--- Texto selecionado ---

-------------------------

A quem o doce nunca amargou, foi em consistência de mel que o treino alimentar trouxe de novo a independência que parecia perdida há meio ano, bem na outra vida que já está a ficar para trás. Quando se senta à mesa, a Micas toma uma refeição normal, bebe líquidos e só precisa que os alimentos lhe sejam preparados para que possa usar colher de sobremesa, por ser mais fácil de segurar e levar à boca. Sim, recusa normalmente ajuda para se alimentar. É mesmo verdade e enche-nos de orgulho.

A Micas está feliz, principalmente por não se sentir tão dependente e por se fazer perceber melhor quando quer falar. É só o que importa para ficarmos felizes também. Temos muito para lhe agradecer porque a mestre ensinou-nos a maior das lições: nunca é tarde para recomeçar.

O futuro? Ninguém sabe, mas venha o que vier, vamos continuar aqui para o ajudar a transformar.

 

Postais

Ainda há quem escreva postais de amor? Sem saudades do que já lá vai, que tal enviar algumas linhas com carinho a alguém especial?
Sem motivo especial. Ou então, porque no frio do inverno sabe bem receber uma chávena de carinho para aquecer o coração. E todos nós sabemos que meio caminho andado para receber... É dar!

Obrigada a todos os que nos acompanham desse lado. Ainda não vos tínhamos agradecido... Que falha a nossa! Obrigada!!!

até sempre

Os dias são todos iguais: manhã, tarde e noite, pequeno almoço, almoço e jantar.
Ainda assim, os momentos que marcam o correr dos dias, que marcam a consistência do tempo que passa, deixam espaço a que a vida aconteça.
É por isso que, apesar de tudo, os dias são todos diferentes.

Há dias em que devia ser possível parar. Mas, as regras não são essas. Não dá para parar. O que não quer dizer que não se sinta dor, saudade e tristeza.

Janeiro ainda não acabou no Abrigo e já morreram quatro pessoas. É normal, é a vida. O tempo não pára e a vida vai correndo. Pequeno almoço, almoço, jantar.

No Porto de Abrigo, a fotografia em cima da cama. A jarra com uma flor. A cama feita de forma especial.
São pequenos gestos para quem fica. Para quem não se pode dar ao luxo de parar. São gestos pequenos que convidam a fechar os olhos ainda acordado, nem que seja um instante.

Temos sorte, temos muita sorte. As pessoas que passam por nós deixam-nos um pouco de si, da sua história. É uma honra para nós poder fazer parte da vida de tantas famílias.

Aqui somos uns dos outros. Mesmo quando ficamos sozinhos, com os olhos fechados nem que seja por um instante. Para dizer adeus. Até sempre.

caves do vinho do porto

 

Se não puderes ser um pinheiro, no topo de uma colina, 
Sê um arbusto no vale mas sê
O melhor arbusto à margem do regato.
Sê um ramo, se não puderes ser uma árvore.
Se não puderes ser um ramo, sê um pouco de relva
E dá alegria a algum caminho.
Se não puderes ser uma estrada,
Sê apenas uma senda,
Se não puderes ser o Sol, sê uma estrela.
Não é pelo tamanho que terás êxito ou fracasso...
Mas sê o melhor no que quer que sejas.

-------------------------

--- Tarefa proposta 1 ---
Indique se cada afirmação está de acordo com o texto sobre o Porto de Abrigo, respondendo sim ou não e citando literalmente as palavras do texto que o comprovam: (a) a Micas usa colher de sobremesa por ser mais fácil de segurar e levar à boca; (b) em janeiro morreram duas pessoas no Abrigo; (c) a Micas aceita normalmente ajuda para se alimentar.
--- Tarefa proposta 2 ---
Continue o texto sobre o Porto de Abrigo a partir do ponto em que termina.
Os registos constituem material à parte, sem relação com o texto sobre o Porto de Abrigo.

(Excertos de conjuntos de dados de marcação de pontos)

-------------------------

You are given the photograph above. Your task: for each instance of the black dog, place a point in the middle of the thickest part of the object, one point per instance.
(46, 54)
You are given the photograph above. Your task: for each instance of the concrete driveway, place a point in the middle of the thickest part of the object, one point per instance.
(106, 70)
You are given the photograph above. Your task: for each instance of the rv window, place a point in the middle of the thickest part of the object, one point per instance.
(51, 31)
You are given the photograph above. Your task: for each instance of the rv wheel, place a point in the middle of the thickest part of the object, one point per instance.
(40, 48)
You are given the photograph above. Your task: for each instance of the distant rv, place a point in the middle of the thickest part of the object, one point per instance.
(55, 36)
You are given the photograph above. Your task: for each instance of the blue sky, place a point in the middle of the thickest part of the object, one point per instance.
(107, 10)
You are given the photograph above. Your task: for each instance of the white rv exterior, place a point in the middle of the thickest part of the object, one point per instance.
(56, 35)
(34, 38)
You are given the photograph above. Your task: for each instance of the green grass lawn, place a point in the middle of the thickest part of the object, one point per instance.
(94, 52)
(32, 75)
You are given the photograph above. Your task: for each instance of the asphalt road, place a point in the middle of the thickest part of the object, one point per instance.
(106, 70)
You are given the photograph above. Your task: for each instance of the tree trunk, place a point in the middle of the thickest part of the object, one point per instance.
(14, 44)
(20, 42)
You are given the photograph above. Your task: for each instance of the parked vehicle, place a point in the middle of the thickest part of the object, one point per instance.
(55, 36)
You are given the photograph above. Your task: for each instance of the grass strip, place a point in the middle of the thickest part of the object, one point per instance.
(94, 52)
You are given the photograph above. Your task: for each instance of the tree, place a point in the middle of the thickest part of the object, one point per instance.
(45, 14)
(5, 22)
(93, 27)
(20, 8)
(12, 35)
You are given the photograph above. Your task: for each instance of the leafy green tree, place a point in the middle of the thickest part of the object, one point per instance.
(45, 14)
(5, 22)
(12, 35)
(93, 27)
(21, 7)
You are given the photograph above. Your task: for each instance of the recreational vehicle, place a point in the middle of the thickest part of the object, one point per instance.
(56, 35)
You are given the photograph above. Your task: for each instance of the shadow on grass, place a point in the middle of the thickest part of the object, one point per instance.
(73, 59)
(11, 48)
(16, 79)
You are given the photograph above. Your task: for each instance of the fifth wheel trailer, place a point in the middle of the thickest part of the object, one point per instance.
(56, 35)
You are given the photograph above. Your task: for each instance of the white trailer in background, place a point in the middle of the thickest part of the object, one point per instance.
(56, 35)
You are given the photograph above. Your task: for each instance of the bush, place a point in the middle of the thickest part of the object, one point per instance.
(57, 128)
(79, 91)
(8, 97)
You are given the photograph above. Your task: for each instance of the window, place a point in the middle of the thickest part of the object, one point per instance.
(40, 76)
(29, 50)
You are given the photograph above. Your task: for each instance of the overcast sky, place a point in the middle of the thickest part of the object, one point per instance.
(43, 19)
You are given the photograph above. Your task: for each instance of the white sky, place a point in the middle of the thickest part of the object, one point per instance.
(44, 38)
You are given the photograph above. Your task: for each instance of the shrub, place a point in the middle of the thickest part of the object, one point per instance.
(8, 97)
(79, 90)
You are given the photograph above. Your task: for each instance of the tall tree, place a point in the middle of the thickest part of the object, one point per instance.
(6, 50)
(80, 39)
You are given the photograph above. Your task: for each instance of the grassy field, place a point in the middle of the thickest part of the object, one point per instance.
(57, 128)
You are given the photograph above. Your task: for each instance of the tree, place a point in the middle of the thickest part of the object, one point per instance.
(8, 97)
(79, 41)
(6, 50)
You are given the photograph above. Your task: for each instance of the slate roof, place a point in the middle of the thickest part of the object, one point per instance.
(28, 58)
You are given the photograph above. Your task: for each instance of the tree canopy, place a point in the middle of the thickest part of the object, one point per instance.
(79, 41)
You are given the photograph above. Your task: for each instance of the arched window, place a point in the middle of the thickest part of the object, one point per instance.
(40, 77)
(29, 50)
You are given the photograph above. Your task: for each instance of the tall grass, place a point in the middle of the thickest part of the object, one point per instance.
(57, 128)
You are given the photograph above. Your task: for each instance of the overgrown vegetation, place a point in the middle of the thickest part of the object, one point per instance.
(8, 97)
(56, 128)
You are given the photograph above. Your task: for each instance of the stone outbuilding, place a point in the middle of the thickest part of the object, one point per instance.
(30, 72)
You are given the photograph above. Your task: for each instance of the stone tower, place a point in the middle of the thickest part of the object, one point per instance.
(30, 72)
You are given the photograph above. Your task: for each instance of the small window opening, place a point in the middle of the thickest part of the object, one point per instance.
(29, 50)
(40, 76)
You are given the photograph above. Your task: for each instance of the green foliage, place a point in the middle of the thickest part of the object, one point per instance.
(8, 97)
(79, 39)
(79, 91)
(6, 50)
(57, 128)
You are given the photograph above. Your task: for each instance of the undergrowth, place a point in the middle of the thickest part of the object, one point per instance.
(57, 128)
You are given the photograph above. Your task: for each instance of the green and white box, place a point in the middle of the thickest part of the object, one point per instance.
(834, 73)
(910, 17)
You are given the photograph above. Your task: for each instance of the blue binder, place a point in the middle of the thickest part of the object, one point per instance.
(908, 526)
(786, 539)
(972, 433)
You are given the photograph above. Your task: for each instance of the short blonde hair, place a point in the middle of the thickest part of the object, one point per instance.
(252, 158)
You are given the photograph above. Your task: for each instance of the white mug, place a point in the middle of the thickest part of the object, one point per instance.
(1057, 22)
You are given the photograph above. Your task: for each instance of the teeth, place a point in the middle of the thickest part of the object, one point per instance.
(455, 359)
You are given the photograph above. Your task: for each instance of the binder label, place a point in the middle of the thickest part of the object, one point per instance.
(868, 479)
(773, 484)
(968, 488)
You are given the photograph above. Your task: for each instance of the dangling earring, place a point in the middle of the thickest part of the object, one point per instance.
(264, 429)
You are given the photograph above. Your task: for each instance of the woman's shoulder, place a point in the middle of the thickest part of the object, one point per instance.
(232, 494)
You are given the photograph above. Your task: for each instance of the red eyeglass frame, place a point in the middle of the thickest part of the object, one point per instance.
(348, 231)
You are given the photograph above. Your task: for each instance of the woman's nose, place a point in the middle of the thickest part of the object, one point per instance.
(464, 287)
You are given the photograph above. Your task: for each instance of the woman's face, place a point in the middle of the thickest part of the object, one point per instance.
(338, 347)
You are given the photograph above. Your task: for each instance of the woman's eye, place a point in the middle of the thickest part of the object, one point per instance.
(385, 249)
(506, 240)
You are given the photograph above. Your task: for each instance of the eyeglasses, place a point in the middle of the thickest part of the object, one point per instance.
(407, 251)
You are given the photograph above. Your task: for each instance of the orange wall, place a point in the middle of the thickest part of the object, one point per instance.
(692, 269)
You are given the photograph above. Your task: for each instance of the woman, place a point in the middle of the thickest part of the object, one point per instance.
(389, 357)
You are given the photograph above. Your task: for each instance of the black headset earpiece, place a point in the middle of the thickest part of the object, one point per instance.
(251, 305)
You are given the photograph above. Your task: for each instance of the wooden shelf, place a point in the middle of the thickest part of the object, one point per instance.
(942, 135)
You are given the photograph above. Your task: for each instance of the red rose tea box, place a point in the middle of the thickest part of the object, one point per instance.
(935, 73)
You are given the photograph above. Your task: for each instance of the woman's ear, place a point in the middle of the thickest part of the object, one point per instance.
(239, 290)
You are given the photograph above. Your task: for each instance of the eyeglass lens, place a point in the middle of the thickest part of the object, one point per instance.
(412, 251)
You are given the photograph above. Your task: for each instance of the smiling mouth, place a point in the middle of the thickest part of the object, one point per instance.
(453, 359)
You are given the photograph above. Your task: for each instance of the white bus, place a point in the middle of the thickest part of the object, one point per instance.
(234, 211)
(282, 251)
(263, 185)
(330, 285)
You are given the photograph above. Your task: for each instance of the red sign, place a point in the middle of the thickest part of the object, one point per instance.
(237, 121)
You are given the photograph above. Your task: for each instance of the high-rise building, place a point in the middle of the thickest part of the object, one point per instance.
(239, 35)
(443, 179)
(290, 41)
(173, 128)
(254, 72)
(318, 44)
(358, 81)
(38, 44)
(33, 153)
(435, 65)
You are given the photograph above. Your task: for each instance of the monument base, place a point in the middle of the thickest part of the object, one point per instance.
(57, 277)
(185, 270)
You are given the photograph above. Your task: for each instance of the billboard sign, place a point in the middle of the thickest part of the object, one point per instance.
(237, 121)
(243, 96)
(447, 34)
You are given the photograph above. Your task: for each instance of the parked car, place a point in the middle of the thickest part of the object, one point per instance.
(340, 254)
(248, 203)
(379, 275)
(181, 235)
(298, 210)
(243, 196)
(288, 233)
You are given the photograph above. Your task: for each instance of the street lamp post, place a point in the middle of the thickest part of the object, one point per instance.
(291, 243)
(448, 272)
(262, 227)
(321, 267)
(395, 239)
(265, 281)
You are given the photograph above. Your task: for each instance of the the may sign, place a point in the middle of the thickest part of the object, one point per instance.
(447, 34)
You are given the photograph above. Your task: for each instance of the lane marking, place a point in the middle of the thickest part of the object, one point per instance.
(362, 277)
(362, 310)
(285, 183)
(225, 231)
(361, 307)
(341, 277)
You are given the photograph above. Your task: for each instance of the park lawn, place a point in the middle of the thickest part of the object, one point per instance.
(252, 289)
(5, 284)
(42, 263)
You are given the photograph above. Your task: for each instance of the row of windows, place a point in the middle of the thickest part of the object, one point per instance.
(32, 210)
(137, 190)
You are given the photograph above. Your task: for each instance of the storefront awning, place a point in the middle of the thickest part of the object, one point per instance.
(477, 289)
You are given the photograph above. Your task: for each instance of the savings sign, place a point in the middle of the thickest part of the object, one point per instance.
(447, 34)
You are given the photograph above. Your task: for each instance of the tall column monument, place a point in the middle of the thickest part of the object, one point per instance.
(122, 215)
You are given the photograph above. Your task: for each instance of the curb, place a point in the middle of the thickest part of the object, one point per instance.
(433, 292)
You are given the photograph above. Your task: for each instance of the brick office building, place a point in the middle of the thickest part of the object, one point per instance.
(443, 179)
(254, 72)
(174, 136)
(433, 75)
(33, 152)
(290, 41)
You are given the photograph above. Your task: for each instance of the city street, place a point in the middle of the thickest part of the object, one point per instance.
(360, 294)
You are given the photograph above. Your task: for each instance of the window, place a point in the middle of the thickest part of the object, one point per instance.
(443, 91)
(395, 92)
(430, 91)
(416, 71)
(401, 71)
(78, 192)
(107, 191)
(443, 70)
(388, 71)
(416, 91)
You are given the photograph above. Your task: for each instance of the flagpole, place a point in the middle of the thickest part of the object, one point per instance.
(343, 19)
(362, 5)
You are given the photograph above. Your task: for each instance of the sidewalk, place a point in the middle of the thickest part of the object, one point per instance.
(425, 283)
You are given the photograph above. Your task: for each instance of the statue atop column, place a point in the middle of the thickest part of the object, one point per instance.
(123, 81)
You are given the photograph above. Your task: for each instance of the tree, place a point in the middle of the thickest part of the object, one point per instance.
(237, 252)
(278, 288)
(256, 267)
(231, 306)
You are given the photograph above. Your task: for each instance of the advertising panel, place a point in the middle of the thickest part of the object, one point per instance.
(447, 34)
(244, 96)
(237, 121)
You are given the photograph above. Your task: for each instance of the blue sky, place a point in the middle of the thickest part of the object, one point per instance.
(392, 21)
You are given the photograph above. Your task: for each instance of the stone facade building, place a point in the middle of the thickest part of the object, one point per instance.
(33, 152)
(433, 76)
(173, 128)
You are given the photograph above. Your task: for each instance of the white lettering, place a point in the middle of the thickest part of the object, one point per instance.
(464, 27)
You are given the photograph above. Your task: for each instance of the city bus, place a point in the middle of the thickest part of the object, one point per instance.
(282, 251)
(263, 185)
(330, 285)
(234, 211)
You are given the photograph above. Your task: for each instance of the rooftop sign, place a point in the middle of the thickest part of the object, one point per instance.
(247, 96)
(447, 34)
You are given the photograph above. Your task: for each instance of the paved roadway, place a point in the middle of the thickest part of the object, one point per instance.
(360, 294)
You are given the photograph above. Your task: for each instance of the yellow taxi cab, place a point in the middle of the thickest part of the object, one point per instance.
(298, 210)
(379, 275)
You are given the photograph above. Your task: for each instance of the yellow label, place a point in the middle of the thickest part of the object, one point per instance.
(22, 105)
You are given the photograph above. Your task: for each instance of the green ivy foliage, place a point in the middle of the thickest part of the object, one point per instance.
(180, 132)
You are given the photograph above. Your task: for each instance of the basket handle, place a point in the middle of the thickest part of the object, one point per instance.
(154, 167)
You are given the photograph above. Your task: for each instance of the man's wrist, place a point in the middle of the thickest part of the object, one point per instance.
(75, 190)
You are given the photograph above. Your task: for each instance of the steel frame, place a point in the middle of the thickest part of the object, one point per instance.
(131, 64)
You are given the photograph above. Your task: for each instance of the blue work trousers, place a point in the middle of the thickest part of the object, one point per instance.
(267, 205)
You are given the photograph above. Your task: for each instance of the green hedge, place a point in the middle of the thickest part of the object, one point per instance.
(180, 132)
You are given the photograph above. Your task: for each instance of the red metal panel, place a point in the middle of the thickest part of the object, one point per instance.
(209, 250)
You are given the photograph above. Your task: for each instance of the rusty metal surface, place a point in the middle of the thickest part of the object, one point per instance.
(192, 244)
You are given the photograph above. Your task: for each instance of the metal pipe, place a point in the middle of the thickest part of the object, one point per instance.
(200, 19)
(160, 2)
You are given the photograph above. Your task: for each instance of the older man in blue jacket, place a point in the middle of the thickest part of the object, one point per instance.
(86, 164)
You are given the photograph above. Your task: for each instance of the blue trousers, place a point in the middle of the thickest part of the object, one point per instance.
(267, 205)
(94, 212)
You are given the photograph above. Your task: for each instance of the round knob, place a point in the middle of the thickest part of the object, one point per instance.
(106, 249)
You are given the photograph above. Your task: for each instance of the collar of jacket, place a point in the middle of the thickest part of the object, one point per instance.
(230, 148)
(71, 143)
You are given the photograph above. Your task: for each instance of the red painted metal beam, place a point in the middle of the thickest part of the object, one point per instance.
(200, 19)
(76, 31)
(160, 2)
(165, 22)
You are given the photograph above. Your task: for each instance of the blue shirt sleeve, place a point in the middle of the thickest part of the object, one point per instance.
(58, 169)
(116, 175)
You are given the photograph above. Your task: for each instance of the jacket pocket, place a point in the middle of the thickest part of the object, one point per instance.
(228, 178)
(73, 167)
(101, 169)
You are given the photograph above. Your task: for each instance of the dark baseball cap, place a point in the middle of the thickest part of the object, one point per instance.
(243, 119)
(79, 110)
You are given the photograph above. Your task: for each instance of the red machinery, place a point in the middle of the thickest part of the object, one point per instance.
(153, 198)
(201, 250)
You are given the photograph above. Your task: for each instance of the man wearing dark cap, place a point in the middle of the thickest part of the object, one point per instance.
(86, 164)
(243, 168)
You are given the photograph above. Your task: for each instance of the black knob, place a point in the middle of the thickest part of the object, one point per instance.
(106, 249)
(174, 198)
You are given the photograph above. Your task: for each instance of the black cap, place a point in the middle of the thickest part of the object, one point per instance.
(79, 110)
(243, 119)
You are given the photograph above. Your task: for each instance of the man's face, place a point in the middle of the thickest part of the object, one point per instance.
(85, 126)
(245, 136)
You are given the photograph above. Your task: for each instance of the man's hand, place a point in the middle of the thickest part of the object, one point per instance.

-------------------------

--- Resposta 1 ---
(a) Sim: «só precisa que os alimentos lhe sejam preparados para que possa usar colher de sobremesa, por ser mais fácil de segurar e levar à boca».
(b) Não: «Janeiro ainda não acabou no Abrigo e já morreram quatro pessoas.»
(c) Não: «Sim, recusa normalmente ajuda para se alimentar.»

--- Resposta 2 ---
Pablo Neruda

Este poema assinala o dia em que a Direção e a equipa de trabalho do Abrigo visitaram as caves do vinho do Porto. O poema foi escolhido para nos lembrar que não é pelo nosso tamanho que teremos êxito ou fracasso. O êxito está na capacidade que temos, como equipa, de dar o melhor de nós.

Este mote aliado a um dia bonito de passeio contribui para a construção de memórias felizes. É nos momentos mais difíceis que é importante demonstrar apreço pelo nosso trabalho. É nos momentos mais difíceis que é importante reforçar que juntos, como uma equipa, somos capazes de ultrapassar qualquer dificuldade. Sim, juntos somos mais fortes!

No Abrigo temos a certeza que quando todos dão o melhor de si, o Abrigo está a contribuir para um mundo melhor a cuidar de pessoas. E isso é muito, muito bom!

O mergulho da Misericórdia da Trofa

A Humanitude é transformadora na forma como olhamos para o outro, para o nosso trabalho e para nós próprios.

Quando a formação termina temos uma certeza: é impossível continuar a fazer como fazíamos. E fazer diferente torna-se uma urgência. Sabemos por experiência própria que esta certeza gera angústia e desorientação porque não sabemos por onde começar.

No Abrigo, o percurso que efetuamos foi assente na melhoria continua, na construção de instrumentos e na monitorização do nosso desempenho.

Para quem ainda está a começar, e depois da formação inicial, o mergulho em Unidade Humanitude no Abrigo permite conhecer os princípios da filosofia incorporados na organização e funcionamento, permite a observação das práticas e o conhecimento dos instrumentos de trabalho que foram construídos para dar corpo à prestação de cuidados em Humanitude.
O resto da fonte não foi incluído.